[PASSAGE PROVIDED]
※ ※ ※

Filming began on Camille during the late summer of 1936. From the very beginning of the production, there was a feeling in the air that the film would be something very special.
Greta Garbo gradually relaxed enough to be able to trust that her first experience being directed by George Cukor would be a good one. It helped that her longtime cinematographer William Daniels was also behind the camera. Daniels, known as "Garbo's Cameraman," was brilliant at his craft and seemed to know better than anyone how to best capture Garbo's luminescent beauty on film.
As was her nature, Garbo didn't like having a lot of people around the set, and she kept those who were there at arm's length. However, she did make an effort to put co-star Robert Taylor at ease, even if she wasn't exactly warm. It was all part of her method. "Garbo didn't talk much to Robert Taylor," remembered George Cukor. "She was polite but distant. She had to tell herself that he was the ideal young man, and she knew if they became friendly she'd learn he was just another nice kid."
Garbo's approach to playing Marguerite was different from her predecessors. Her natural instincts and choices were a testament both to her talent and the skilled contributions of screenwriter Zoe Akins, to whom George Cukor gave much credit. "[Akins] managed to create a whole language, a kind of argot for the story," said Cukor. "She wrote one very good scene of a party at Marguerite's house. All these tarts were sitting around, and Zoe had the idea they told rather coarse jokes in front of each other and Armand was shocked by it. In the middle of all these tarts being so raucous and common, Marguerite has a coughing spell. It was the only time she really coughed in the film. Most of the time she suggested her tuberculosis by little dry clearings of the throat and touching her mouth. Most ladies cough and splutter their way through this part...What Garbo did in that scene was she suddenly lost her breath and went into the other room. Armand comes in and he's revolted by the coarseness he's just heard, and I'll never forget how beautifully Garbo played the next moment. She has a line that Zoe Akins wrote -- 'Oh, I'm just a girl like all the rest' -- as if to warn him not to put her on a pedestal and sentimentalize her."

※ ※ ※

[WHAT YOU ARE ASKED TO DO] Carry on the passage about the filming of Camille, picking up after its last sentence. You won't need any of the data.

[RAW RECORDS]
※ ※ ※

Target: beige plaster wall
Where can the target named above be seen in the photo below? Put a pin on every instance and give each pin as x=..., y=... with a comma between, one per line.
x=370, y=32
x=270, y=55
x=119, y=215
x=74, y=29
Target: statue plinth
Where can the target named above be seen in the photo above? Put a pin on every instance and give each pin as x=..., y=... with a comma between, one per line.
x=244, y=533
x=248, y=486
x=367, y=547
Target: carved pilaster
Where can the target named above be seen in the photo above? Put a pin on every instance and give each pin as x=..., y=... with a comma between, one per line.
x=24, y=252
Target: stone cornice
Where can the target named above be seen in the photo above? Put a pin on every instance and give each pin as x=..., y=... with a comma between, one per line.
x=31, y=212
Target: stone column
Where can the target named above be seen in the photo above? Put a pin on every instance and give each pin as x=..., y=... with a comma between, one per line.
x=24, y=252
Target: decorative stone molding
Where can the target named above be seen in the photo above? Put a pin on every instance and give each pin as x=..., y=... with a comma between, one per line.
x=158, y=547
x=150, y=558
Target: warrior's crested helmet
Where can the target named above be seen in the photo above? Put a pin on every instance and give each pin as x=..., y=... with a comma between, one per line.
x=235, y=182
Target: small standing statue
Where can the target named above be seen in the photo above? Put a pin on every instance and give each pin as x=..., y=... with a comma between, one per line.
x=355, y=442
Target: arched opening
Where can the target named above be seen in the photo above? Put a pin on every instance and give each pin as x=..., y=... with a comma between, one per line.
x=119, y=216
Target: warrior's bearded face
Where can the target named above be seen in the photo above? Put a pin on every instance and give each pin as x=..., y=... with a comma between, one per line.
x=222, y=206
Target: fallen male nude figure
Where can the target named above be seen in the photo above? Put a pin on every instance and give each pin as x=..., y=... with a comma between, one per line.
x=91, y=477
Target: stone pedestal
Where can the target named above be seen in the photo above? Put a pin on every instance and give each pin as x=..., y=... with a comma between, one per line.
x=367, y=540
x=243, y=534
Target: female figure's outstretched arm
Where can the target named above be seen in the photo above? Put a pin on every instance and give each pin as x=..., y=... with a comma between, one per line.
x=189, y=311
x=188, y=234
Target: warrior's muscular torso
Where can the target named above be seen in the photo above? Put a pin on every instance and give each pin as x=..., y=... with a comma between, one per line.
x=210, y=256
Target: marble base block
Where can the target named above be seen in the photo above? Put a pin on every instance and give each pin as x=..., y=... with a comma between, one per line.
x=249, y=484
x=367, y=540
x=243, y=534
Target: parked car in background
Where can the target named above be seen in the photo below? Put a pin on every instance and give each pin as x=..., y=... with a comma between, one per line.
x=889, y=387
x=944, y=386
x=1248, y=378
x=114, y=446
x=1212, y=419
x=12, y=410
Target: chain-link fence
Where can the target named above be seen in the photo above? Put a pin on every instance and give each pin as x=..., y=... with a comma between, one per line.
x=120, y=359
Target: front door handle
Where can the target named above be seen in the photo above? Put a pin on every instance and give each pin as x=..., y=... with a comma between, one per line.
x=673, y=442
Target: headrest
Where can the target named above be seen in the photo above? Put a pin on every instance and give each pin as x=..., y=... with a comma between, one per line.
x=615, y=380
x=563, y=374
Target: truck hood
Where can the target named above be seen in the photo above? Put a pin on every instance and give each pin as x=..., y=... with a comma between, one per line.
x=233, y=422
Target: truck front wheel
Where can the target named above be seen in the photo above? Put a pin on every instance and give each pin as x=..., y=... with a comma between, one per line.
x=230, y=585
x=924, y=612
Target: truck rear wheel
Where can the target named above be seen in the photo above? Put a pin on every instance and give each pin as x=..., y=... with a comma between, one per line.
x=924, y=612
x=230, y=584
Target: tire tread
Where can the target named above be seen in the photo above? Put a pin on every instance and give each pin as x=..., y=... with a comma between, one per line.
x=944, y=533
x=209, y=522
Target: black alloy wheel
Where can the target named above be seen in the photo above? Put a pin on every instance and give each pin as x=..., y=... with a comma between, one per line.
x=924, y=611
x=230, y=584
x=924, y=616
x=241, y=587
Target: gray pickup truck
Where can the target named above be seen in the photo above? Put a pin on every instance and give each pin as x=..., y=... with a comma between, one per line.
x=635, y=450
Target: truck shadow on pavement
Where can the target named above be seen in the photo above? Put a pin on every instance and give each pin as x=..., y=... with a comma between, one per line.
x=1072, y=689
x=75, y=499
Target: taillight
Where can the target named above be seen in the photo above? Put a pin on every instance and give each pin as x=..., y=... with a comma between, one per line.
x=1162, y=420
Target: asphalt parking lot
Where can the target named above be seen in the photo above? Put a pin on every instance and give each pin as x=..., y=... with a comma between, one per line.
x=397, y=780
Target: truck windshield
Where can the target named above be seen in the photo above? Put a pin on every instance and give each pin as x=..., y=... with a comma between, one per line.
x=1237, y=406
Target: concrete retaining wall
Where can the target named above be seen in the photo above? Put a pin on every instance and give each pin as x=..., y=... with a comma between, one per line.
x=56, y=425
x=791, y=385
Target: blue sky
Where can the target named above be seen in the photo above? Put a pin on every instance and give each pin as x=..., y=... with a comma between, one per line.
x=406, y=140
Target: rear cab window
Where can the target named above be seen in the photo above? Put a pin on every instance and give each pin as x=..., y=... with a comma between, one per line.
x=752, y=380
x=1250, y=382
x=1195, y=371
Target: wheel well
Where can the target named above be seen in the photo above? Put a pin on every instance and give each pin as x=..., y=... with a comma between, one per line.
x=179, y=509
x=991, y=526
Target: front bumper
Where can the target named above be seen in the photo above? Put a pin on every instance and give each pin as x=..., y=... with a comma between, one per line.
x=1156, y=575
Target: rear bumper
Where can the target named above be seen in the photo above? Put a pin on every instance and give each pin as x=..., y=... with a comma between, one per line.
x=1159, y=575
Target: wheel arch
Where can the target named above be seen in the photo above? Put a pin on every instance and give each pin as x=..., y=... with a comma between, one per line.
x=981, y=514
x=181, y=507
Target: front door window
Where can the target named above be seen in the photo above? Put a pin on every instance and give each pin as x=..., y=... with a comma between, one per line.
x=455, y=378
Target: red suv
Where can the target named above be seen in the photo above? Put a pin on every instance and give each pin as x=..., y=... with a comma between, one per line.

※ ※ ※

[WRITTEN ANSWER]
Many people found Garbo's process as an actress inscrutable, though no one questioned it because the results spoke for themselves. Her habit was to work out a performance ahead of time in private as much as possible. Too many eyes on her in front of the camera made her uneasy. As Cukor once explained, "[Garbo] said that when she was acting she had some sort of an ideal picture in her mind -- something she was creating -- and she never saw the rushes because she was always disappointed in what she saw. But she said while she was acting she could imagine certain things and if she saw people just off the set staring at her, she felt like an ass, like somebody with a lot of paint on her face making faces. It stopped her imagination."
Sometimes Garbo's choices while making Camille surprised Cukor. For instance: the scene early on in which Marguerite kisses Armand all over his face. It was an undirected action Garbo took that Cukor called "memorable" and "erotic." At other times, Cukor was able to use his own directing instincts to use Garbo's natural aloofness to the film's advantage, such as during the scene at the beginning of the film when Marguerite goes to the theater. "I wanted to show that Marguerite was a public woman, that she went to the theater to be seen," explained Cukor. "She had to walk through a crowded lobby of men...I wanted her to walk through to show herself, as if on parade for clients. At first Garbo walked through rather quickly, as if she didn't want to be seen. I might have said, 'Walk through a little more brazenly, a little more slowly,' but I didn't. I realized she was right. She could slip through, and you knew damn well the men would look at her anyway."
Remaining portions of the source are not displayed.